• _Provided text_:
--- START ---

11.The learned counsel would further point out that the first respondent under another letter addressed to the Registrar of the 4th respondent University, in F.No.Z.16011/01/2005-EP, dated 12.05.2005, has further clarified as follows:
"I am directed to refer to your letters No.67131/Affln.II (2)2003 dated 10-5-2005 and 23-6-2005 on the subject mentioned above and to clarify that the permission once granted either by the Central Council of Homoeopathy or the Central Government for conducting BHMS Degree Course on onwards basis may have to continue as per provision of HCC Act 1973 till the same is withdrawn as per the provisions, if any, of the Act. The action may be taken accordingly."

12.Referring to the above letters, the learned counsel would submit that it is the case of the 1st respondent himself that permission once granted for conducting B.H.M.S. Course will hold good for ever. In those circumstances, according to the learned counsel, the impugned orders of respondents 1 and 4 are liable to be set aside.

13. A detailed counter has been filed by the 1st respondent. In the counter, it is stated that it is true that permission was granted for additional intake of 50 seats by the 2nd respondent on 31.10.2012 but, subsequent to the amendment, which came into force on 28.01.2003, it is the first respondent who is the competent authority to grant permission for additional intake. Relying on the same, the learned Assistant Solicitor General would submit that after the coming into force of the amended Act, since there was no permission granted by the 1st respondent for the petitioner to have additional 50 seats, the order impugned in the writ petition was issued by the 1st respondent.

--- END ---

• _Input data_:
--- START ---

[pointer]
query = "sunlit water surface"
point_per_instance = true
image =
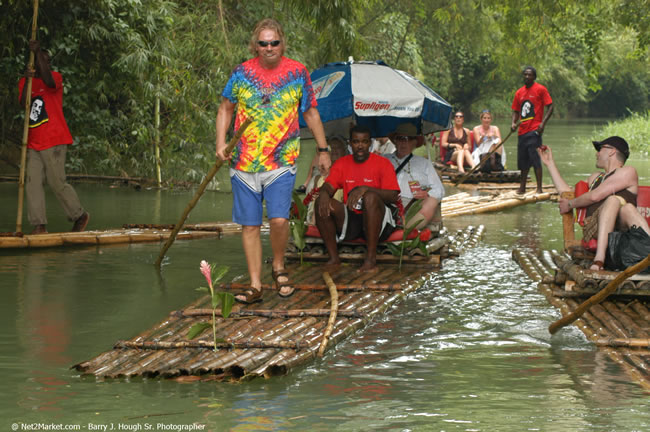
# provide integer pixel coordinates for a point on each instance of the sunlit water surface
(470, 351)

--- END ---

• _What is expected_: In the judgment excerpt, on what date did the amendment come into force? The records are separate from the judgment excerpt.

• _Response to this task_: 28.01.2003